◆ EXERCISE TEXT:
--
Updated

Another loss, another player on the Blue Jays' disabled list.

Thursday's 7-1 loss to the Tampa Bay Rays pretty much summed up Toronto's 2-8 road trip.

Matt Moore pitched six sharp innings for the Rays, who completed a three-game sweep of the Blue Jays. Third baseman Brett Lawrie went on Toronto's disabled list earlier Thursday, joining outfielder Jose Bautista, first baseman Adam Lind and catcher J.P. Arencibia.

"It's not a good feeling for anybody," said first baseman Edwin Encarnacion, whose error opened a decisive three-run inning for the Rays. "It's hard to have four players hurt like we do. It's not easy for the team, but we can't control that. We have to do the best we can do on the field."

The Jays didn't help themselves Thursday with only three hits and a couple of sloppy errors.

The most costly error was on Encarnacion, who couldn't handle an easy ground ball hit by Ben Zobrist leading off the Tampa Bay second inning.

"Then you get another error (on left fielder Rajai Davis) on a fly ball that should be caught," said manager John Farrell. "We have to find a way to manufacture runs and we have to find ways to execute and put up a better performance than we've done on this road trip."

The Blue Jays, who lost their 16th straight series at Tropicana Field, have lost 15 of their last 19 games overall.
--
◆ SOURCE MATERIAL:

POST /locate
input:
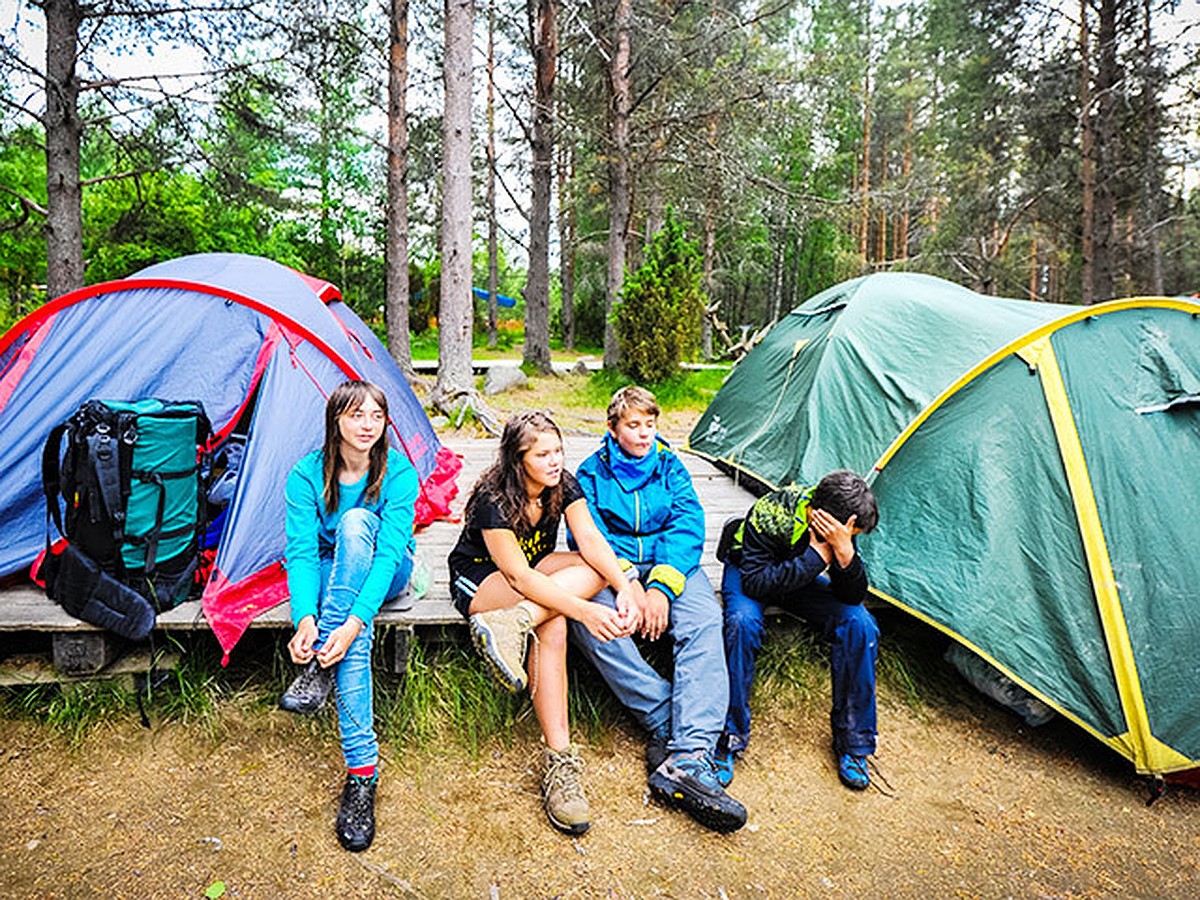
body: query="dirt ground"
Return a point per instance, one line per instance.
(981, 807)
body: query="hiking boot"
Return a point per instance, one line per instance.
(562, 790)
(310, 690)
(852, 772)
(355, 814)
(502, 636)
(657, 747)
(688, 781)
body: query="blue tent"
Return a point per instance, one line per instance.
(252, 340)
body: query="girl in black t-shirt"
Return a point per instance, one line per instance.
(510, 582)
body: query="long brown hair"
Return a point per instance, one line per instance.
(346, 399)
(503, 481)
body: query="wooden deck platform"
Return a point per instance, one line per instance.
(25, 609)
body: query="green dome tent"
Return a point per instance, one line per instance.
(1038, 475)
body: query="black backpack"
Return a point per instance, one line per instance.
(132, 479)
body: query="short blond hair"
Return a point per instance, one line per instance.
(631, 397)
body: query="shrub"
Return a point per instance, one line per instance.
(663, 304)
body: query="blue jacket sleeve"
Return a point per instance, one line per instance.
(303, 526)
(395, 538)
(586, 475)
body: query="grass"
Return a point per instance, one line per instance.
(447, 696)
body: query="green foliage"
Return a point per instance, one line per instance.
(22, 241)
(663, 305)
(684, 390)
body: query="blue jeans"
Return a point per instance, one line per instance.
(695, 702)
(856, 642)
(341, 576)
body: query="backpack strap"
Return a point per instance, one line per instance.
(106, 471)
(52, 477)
--
◆ DIRECTIONS: Continue the article about the Blue Jays' loss to the Rays from where it stops.

◆ WRITTEN RESPONSE:
"We're catching Toronto at the right time," acknowledged Rays manager Joe Maddon. "Toronto's got a lot of banged-up folks right now and we've gone through that ourselves."

Davis opened the game with a double and scored Toronto's only run on the first balk of Moore's career. But after Moises Sierra led off the second inning with a single, Moore (9-7) retired 14 straight Jays. He left the game after six innings with a 6-1 lead.

Henderson Alvarez downplayed the significance of the error, but it started a big inning for the Rays. Two walks and singles by Jeff Keppinger and Jose Lobaton led to a three-run inning and two of the runs were unearned.

Alvarez (7-9) gave up 11 hits in 4 2-3 innings.

Evan Longoria and Keppinger each had three of the Rays' 13 hits.

David Cooper's double with two out in the ninth was the only hit the Blue Jays got after the second inning.

Toronto will open a 10-game home stand Friday night against the New York Yankees. All 10 games will be against division leaders, and the Jays will have to play most of them without Lawrie, who needs more time to heal an injury in his rib/oblique area.

"This way it'll give him another eight days to address the situation and let the symptoms completely clear up rather than risking further injury," Farrell explained.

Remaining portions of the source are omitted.